* _PROVIDED TEXT_:
__________________________________________________

Survivor chronicles his family's ordeal - and courage - in Pol Pot's Cambodia

Stay Alive, My Son, by Pin Yathay with John Man. New York: The Free Press, Macmillan. 256 pp. $19.95. Twelve years ago, the already embattled Republic of Cambodia was torn asunder by the ``liberating'' forces of Pol Pot. Pin Yathay, an engineer employed by the Ministry of Public Works, was a witness to the tragedy. He was also one of its millions of victims. His entire family and unnumbered friends were annihilated, he writes, as ``the wheel of the Khmer Rouge revolution, finding enemies everywhere, sought to crush the country, its people and its culture - individuals, families, society, knowledge, beliefs, and every positive emotion, even love itself.''

Pin Yathay's book is a heart-rending account of the disintegration of an entire social system, caused by the paranoid policies of Khmer Rouge cadres. According to the author, by the time the revolution had run its course, nearly one-third of the entire population of Cambodia had died - many from starvation and disease, many by outright assassination. Pin's figure is difficult to verify but, on the basis of his and others' eyewitness reports, it is hard to dispute.

__________________________________________________

* _EXERCISE GOAL_:
Reproduce the passage of the book review that starts at "Pin Yathay's book" and ends at "hard to dispute.".

* _Collected data_:

__________________________________________________

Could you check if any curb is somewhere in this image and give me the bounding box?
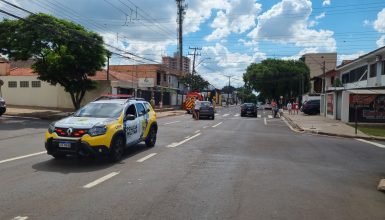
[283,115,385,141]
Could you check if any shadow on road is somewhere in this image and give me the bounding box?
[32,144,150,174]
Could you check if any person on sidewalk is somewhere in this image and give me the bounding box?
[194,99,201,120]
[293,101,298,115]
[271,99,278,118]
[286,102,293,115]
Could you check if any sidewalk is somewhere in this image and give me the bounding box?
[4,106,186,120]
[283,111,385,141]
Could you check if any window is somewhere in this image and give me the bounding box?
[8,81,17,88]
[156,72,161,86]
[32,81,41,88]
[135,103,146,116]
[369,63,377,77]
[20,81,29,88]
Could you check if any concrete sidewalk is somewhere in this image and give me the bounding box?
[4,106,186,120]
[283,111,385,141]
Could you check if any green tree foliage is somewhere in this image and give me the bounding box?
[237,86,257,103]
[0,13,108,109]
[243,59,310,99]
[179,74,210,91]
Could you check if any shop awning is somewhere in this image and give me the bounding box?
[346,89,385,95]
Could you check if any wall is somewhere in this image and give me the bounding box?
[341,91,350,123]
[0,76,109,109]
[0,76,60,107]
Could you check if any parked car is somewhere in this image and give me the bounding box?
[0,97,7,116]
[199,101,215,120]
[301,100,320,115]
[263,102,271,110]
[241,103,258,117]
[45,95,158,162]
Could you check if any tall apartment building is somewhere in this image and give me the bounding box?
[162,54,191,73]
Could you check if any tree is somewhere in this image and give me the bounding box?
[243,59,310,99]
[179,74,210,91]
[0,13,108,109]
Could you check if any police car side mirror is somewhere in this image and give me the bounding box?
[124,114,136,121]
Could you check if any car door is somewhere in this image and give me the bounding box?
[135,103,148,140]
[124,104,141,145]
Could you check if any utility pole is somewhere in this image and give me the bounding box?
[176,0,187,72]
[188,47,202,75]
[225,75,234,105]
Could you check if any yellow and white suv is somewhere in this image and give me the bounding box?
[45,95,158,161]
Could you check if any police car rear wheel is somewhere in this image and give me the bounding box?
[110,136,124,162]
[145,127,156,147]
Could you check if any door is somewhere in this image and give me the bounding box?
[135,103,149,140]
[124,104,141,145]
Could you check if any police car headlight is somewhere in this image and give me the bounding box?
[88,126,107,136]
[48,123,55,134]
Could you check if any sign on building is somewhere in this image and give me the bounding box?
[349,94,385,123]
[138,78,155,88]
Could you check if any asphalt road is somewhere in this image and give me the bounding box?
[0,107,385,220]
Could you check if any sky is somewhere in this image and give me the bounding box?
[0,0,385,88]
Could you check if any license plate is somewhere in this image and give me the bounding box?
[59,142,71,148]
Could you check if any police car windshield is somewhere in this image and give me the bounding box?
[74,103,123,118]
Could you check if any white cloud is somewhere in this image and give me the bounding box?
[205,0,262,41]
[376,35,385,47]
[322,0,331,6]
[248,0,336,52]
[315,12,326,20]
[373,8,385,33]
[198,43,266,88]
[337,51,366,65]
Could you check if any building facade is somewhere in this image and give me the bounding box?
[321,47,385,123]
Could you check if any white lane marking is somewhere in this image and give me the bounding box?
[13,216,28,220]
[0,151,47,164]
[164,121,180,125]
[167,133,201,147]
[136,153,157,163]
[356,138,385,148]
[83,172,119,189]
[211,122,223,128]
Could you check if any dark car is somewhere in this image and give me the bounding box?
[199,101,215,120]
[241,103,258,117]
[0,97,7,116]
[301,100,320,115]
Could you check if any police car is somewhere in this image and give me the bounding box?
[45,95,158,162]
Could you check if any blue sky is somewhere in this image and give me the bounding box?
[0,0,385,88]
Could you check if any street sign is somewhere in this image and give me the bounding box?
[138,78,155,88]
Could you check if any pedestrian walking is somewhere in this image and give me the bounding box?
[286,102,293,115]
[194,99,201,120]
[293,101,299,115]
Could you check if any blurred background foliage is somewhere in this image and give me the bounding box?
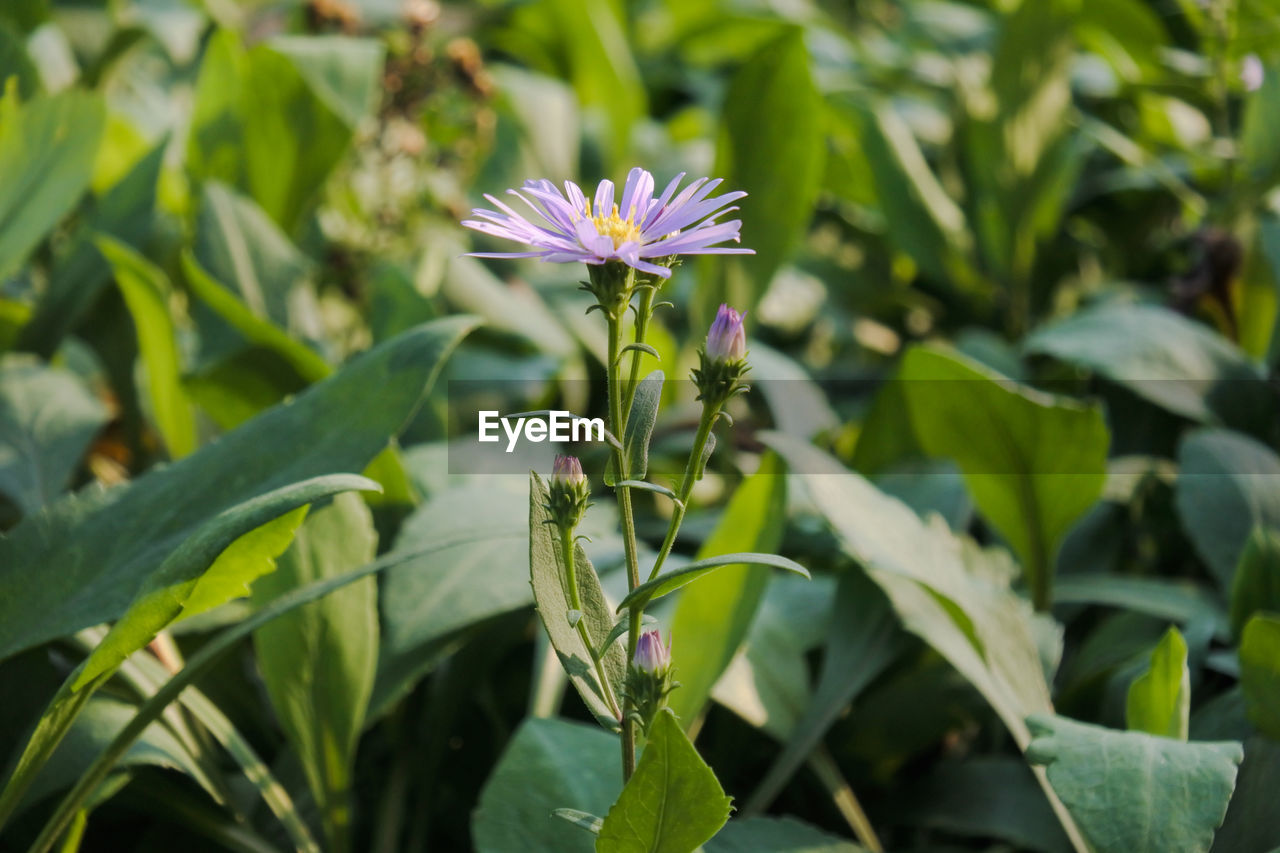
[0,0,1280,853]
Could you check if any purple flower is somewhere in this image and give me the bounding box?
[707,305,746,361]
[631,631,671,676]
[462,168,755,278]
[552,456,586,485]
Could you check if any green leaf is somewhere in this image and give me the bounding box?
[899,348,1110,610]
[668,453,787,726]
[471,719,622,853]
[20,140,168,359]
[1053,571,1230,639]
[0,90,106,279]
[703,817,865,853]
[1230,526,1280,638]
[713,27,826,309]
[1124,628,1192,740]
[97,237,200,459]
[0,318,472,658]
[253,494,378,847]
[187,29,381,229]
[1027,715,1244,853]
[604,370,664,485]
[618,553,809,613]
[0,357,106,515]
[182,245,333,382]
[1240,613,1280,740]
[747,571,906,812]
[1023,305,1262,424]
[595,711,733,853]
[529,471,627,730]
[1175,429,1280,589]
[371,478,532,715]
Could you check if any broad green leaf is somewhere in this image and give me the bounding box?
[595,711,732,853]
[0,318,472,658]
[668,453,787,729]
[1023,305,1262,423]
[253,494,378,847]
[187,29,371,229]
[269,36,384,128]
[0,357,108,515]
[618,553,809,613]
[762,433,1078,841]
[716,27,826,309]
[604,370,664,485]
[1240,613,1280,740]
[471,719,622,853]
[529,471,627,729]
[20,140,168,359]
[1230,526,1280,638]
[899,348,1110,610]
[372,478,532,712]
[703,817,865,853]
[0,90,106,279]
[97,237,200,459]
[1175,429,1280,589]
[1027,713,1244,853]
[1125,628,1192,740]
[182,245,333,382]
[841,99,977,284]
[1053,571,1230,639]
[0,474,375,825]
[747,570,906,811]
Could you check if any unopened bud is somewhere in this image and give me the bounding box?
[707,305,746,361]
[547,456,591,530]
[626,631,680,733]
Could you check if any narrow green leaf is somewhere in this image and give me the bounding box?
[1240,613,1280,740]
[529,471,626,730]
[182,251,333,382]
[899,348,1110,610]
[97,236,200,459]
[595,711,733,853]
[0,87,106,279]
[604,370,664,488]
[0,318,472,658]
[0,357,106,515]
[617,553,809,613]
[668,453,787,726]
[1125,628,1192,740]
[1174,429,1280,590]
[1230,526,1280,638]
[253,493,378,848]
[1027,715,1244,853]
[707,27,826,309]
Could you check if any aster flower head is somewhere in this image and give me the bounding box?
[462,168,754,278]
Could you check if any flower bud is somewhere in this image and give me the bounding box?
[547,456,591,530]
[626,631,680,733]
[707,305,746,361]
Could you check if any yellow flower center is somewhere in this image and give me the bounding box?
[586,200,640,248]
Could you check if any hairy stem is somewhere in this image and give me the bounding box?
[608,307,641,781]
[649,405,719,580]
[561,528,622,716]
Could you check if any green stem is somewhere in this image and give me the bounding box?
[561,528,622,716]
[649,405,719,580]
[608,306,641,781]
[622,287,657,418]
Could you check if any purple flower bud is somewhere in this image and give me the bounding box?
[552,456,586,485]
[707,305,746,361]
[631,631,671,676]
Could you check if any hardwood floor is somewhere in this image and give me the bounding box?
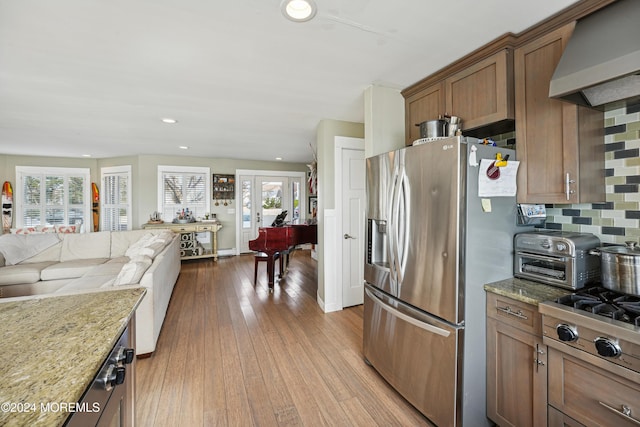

__________________________________________________

* _EXERCISE OUTPUT_:
Pin Yathay's book is a heart-rending account of the disintegration of an entire social system, caused by the paranoid policies of Khmer Rouge cadres. According to the author, by the time the revolution had run its course, nearly one-third of the entire population of Cambodia had died - many from starvation and disease, many by outright assassination. Pin's figure is difficult to verify but, on the basis of his and others' eyewitness reports, it is hard to dispute.